_What the task asks:_ Locate every line in the records that contains the word "green", and copy each of those lines. Matching is case-sensitive.

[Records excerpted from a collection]
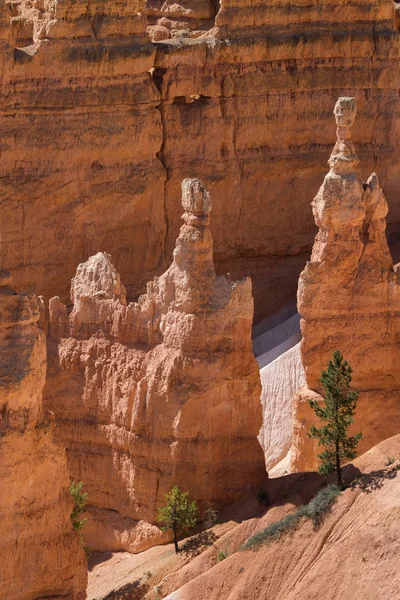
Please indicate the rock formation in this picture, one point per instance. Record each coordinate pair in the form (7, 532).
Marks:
(41, 554)
(100, 126)
(186, 18)
(158, 392)
(276, 346)
(349, 296)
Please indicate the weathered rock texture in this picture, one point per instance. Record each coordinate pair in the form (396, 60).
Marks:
(95, 143)
(349, 296)
(41, 554)
(185, 18)
(158, 392)
(276, 346)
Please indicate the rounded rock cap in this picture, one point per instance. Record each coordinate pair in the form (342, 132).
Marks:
(345, 111)
(195, 198)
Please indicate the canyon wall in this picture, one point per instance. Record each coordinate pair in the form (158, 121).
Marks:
(41, 554)
(99, 127)
(349, 297)
(160, 392)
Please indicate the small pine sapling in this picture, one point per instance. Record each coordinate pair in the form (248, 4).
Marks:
(337, 411)
(178, 514)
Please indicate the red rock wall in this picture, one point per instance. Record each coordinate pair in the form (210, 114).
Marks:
(41, 554)
(95, 143)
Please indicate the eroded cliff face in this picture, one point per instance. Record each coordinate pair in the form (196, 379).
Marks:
(95, 142)
(41, 554)
(160, 392)
(349, 297)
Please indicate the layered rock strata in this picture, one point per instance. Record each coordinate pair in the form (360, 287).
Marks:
(187, 18)
(41, 554)
(276, 346)
(95, 143)
(349, 296)
(158, 392)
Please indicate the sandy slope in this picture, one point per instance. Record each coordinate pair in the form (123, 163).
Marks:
(354, 554)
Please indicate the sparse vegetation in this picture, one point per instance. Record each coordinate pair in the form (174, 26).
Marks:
(263, 497)
(210, 516)
(222, 554)
(319, 506)
(80, 500)
(178, 514)
(337, 410)
(315, 510)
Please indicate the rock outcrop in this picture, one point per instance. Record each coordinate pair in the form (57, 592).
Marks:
(100, 126)
(41, 554)
(356, 546)
(183, 19)
(349, 296)
(158, 392)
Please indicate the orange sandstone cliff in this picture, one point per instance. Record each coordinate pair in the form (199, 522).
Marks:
(349, 297)
(100, 126)
(41, 554)
(158, 392)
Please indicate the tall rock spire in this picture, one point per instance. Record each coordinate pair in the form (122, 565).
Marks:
(162, 391)
(349, 295)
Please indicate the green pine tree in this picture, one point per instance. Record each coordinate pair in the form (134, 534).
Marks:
(80, 500)
(337, 410)
(178, 514)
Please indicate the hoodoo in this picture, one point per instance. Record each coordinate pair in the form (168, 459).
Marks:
(349, 296)
(41, 554)
(158, 392)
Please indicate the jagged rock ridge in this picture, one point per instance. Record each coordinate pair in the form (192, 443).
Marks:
(349, 296)
(158, 392)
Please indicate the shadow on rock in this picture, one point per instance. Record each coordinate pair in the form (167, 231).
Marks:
(374, 481)
(196, 544)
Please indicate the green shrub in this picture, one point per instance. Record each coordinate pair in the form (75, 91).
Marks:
(320, 505)
(273, 531)
(263, 497)
(80, 501)
(222, 554)
(210, 516)
(315, 510)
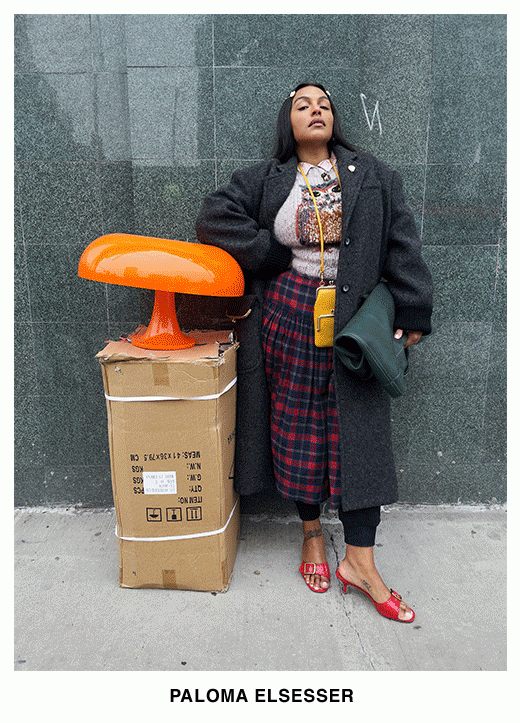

_The response:_
Please indicate the green pine tree in this picture, one point per instance. Record each coordinate pair in the form (134, 534).
Please indicate the green shrub in this picture, one point per instance. Record each coordinate pair in the form (75, 91).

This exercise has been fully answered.